Input for this task:
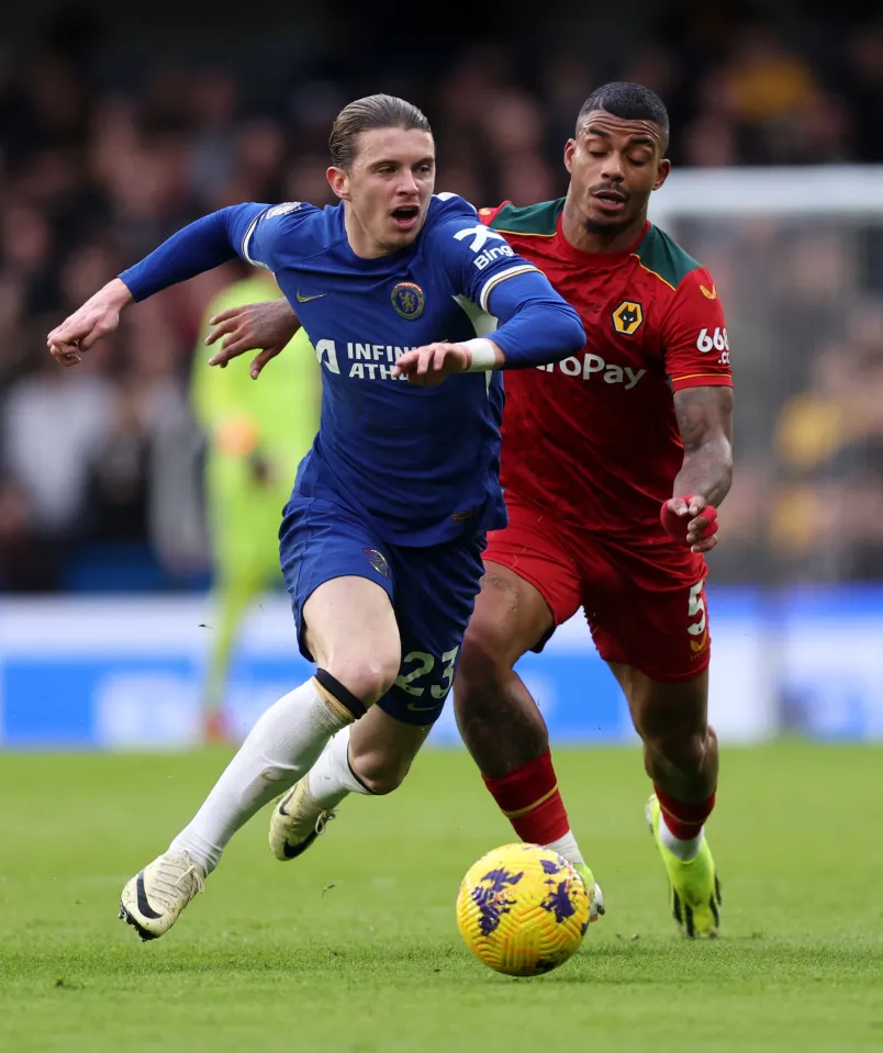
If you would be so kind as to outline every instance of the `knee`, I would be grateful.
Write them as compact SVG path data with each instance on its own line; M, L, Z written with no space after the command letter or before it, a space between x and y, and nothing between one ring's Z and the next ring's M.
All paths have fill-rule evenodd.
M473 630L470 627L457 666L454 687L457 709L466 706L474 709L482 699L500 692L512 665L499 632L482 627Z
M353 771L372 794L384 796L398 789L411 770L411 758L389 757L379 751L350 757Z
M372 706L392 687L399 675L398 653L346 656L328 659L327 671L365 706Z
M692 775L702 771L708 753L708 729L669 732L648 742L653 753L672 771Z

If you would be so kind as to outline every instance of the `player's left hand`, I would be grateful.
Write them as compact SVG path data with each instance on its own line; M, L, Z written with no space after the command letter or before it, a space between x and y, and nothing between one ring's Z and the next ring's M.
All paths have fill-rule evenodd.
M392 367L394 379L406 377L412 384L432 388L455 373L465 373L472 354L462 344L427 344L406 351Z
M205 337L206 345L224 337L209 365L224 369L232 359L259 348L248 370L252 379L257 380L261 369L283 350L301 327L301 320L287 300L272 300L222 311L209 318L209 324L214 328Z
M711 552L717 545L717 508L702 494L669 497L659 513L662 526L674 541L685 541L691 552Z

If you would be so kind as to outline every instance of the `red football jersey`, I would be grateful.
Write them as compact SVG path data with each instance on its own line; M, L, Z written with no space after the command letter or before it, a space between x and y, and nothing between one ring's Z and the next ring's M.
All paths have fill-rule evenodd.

* * *

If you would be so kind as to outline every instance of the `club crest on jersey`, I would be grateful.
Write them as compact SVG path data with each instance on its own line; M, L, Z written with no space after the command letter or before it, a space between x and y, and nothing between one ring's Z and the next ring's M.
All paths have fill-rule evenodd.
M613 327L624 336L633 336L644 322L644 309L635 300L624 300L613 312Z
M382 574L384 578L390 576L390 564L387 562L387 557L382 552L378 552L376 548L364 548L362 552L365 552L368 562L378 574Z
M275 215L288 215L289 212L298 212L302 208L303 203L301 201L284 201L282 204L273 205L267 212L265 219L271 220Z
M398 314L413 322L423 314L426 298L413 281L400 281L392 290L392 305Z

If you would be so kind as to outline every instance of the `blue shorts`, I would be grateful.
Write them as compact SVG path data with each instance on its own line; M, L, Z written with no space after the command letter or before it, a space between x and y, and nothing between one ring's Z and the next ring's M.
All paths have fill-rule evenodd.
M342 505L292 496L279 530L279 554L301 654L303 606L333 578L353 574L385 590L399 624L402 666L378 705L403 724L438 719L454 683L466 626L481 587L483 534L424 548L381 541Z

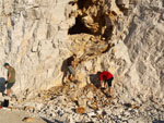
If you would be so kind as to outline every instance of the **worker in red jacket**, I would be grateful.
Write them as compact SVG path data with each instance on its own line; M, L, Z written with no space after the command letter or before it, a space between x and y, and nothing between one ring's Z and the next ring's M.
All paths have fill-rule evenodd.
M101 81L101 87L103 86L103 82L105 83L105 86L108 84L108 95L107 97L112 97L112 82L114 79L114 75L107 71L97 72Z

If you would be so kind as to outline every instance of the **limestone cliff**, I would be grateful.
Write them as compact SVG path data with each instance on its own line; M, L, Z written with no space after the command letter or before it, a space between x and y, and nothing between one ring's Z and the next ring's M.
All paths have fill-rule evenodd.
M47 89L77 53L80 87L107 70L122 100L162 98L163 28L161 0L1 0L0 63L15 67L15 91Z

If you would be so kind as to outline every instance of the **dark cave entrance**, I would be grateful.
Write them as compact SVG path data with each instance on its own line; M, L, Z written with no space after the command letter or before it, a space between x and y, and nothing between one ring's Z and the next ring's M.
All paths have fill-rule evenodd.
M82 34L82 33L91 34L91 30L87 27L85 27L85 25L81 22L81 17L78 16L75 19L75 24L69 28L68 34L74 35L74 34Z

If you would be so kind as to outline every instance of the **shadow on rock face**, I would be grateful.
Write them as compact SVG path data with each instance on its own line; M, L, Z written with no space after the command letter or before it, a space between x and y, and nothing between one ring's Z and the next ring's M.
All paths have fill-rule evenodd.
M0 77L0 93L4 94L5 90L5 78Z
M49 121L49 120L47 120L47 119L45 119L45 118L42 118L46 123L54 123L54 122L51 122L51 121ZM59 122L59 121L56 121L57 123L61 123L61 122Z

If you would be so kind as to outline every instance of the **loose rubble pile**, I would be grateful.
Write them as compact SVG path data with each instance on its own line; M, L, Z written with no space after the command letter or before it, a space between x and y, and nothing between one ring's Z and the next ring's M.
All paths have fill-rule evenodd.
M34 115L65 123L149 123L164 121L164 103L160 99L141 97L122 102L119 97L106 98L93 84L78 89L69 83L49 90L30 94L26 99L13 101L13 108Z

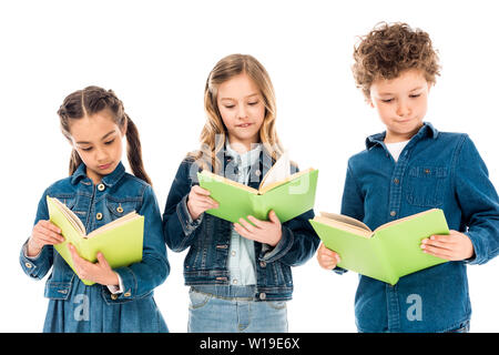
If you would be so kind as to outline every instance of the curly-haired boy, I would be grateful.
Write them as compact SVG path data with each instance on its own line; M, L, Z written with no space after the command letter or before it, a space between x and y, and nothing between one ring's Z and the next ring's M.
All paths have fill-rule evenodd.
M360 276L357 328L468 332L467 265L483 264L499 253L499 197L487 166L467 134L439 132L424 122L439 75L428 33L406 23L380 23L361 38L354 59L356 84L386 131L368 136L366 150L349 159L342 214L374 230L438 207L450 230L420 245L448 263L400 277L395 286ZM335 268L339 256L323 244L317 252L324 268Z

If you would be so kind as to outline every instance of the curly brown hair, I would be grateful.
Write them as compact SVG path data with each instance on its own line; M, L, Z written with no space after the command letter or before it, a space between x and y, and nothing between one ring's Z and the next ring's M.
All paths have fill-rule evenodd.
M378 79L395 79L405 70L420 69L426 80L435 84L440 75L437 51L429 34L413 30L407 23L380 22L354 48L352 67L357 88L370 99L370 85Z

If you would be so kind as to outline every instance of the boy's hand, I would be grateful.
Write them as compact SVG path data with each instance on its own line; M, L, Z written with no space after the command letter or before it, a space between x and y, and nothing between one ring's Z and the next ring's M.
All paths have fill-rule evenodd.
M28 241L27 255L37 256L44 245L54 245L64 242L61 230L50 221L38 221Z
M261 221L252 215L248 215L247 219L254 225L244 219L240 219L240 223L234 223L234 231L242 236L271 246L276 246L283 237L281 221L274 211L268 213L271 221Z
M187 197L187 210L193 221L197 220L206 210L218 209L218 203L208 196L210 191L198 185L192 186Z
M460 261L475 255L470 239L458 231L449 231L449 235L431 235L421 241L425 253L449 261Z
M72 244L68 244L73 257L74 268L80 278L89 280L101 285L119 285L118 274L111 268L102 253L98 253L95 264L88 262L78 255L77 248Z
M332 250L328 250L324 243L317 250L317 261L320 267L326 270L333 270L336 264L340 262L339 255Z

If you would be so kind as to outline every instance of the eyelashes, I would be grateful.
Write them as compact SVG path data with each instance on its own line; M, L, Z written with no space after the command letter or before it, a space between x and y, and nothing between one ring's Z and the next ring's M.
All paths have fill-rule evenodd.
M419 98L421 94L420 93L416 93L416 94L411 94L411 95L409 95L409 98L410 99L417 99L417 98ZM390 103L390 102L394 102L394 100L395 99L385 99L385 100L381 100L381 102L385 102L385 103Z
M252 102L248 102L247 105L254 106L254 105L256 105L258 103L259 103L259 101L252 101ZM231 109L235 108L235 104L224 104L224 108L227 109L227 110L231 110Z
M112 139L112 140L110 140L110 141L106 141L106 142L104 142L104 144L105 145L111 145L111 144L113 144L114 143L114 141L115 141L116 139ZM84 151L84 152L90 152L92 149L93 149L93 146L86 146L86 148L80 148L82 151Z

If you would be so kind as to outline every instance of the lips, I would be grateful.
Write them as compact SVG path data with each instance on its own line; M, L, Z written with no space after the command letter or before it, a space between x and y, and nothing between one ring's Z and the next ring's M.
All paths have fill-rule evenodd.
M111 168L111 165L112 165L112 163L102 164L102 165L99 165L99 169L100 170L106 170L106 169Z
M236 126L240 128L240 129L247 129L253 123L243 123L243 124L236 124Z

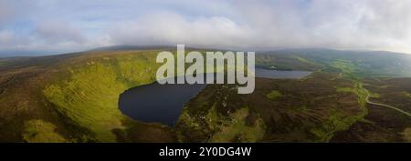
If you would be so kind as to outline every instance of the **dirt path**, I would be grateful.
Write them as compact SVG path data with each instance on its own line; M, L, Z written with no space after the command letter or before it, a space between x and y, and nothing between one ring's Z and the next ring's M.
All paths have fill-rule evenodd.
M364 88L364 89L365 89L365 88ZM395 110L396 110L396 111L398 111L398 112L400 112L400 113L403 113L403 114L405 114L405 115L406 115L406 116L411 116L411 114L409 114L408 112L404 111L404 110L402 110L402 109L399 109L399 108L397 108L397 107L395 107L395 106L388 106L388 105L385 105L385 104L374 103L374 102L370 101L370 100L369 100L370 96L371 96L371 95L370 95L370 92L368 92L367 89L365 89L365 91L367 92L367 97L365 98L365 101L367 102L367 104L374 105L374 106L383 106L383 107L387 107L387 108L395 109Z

---

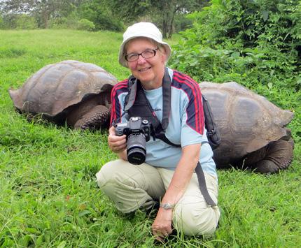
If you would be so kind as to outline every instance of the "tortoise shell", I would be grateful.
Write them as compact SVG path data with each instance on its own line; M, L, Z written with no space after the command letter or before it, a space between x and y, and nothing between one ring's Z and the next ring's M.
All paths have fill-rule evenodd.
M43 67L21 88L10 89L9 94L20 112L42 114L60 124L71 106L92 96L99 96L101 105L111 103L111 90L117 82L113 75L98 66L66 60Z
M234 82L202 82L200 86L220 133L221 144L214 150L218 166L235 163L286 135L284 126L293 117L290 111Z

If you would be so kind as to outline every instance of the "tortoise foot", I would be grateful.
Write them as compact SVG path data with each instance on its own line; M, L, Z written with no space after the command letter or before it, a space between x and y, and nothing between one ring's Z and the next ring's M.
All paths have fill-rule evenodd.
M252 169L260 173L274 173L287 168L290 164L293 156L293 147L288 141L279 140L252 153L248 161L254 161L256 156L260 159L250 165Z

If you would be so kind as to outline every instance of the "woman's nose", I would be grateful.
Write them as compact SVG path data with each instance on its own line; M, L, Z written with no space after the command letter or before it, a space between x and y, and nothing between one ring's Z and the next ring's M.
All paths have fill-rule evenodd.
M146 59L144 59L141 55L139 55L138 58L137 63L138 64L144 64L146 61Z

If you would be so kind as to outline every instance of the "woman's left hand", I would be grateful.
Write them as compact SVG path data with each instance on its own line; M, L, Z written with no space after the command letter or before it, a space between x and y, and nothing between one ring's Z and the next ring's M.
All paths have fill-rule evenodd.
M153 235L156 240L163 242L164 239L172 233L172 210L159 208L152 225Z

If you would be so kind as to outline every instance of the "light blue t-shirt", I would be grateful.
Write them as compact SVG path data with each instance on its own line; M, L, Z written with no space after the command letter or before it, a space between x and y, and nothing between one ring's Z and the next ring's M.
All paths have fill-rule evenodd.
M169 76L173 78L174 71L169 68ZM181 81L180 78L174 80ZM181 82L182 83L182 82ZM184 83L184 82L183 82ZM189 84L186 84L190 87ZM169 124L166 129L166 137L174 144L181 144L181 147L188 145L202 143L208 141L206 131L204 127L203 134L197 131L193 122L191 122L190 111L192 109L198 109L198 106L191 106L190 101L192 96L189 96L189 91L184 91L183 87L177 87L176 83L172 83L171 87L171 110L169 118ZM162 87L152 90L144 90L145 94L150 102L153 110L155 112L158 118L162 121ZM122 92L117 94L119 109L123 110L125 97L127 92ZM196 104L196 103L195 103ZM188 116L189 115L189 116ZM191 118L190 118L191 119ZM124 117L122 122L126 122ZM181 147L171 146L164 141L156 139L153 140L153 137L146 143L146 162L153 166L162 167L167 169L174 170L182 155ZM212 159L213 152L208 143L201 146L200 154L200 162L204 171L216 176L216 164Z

Job:
Copy out the records verbatim, beginning with the line containing "hair, I would be grateful." and ending with the line containing "M378 79L395 79L405", both included.

Exercise solution:
If you would be so kind as to outline every instance of the curly brown hair, I would be grateful.
Write them as compact SVG path data with each instance on its own line; M, L, Z written with no space after the command letter or before it, a space between x and y, and nothing between one ring's Z and the next ring's M.
All paths have fill-rule evenodd.
M378 79L395 79L405 70L420 69L426 80L435 84L440 75L437 51L429 34L413 30L407 23L380 22L354 48L352 67L357 88L370 99L370 85Z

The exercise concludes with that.